→ AIM OF THE TASK
Repeat everything in the GST passage from "It was implemented" down to "government’s tax revenues.".

In India, the Goods and Services Tax (GST) was launched on 1 July 2017, assuring a unified indirect taxation system for the entire nation. It traces its roots to 2000 when the Atal Bihari Vajpayee-led NDA government first proposed the introduction of the GST regime. The state finance ministers set up an Empowered Committee (EC) to create a framework for GST using their knowledge of State VAT.
It was implemented with the hope that it would eliminate the system of double taxation that was in place previously in India. In addition to simplifying the existing tax regime, GST is also designed to increase the government’s tax revenues.
Taxpayers power GST as it is levied on them by the state and federal governments and used as a primary source of revenue to run the state and federal government. In simple terms, GST money goes to the government to run the country.
In the New Year of 2022, the government will increase the GST (goods and services tax) on finished goods including apparel, footwear, and textiles from 5% to 12%. The hike was notified by India’s Central Board of Indirect Taxes and Customs (CBIC) on November 18. A notification has also lowered the GST rates for certain synthetic fibers and yarn from 18% to 12%, resulting in a uniform tax rate across the entire textiles sector while removing the aberrations caused by the inverted duty structure. Taxation of inputs is higher than taxation of the finished product, in which case the tax rate on inputs is higher.

[Region segmentation data]
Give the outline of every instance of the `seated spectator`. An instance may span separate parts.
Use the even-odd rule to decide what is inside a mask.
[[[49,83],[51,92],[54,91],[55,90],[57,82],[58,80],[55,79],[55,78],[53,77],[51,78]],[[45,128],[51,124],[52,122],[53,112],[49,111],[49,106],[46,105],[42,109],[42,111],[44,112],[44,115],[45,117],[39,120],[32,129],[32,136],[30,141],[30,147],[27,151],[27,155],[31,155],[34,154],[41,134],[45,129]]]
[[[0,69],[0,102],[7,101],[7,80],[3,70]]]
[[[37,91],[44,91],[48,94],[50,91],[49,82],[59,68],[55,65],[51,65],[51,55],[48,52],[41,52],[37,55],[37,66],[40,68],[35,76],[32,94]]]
...
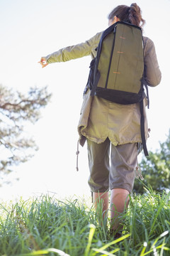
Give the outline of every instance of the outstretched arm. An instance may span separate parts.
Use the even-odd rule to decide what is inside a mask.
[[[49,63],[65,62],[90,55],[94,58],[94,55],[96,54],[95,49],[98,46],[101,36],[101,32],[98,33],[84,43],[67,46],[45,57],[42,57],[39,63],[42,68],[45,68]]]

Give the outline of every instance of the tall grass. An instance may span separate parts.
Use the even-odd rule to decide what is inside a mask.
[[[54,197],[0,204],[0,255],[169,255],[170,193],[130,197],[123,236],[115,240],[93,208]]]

→ ANSWER TO THIS EXERCISE
It was implemented with the hope that it would eliminate the system of double taxation that was in place previously in India. In addition to simplifying the existing tax regime, GST is also designed to increase the government’s tax revenues.